Extracted data entries:
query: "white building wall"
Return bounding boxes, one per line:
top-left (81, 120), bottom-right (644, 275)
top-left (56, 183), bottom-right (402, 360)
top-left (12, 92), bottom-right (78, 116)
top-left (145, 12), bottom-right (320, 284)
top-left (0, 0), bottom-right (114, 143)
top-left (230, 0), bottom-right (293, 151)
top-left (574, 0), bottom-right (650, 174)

Aim of the exercise: Word for word, restate each of the records above.

Output:
query: "white building wall"
Return bounding boxes, one per line:
top-left (81, 120), bottom-right (644, 275)
top-left (56, 183), bottom-right (402, 360)
top-left (12, 92), bottom-right (78, 116)
top-left (145, 12), bottom-right (320, 284)
top-left (0, 0), bottom-right (114, 143)
top-left (230, 0), bottom-right (293, 151)
top-left (574, 0), bottom-right (650, 174)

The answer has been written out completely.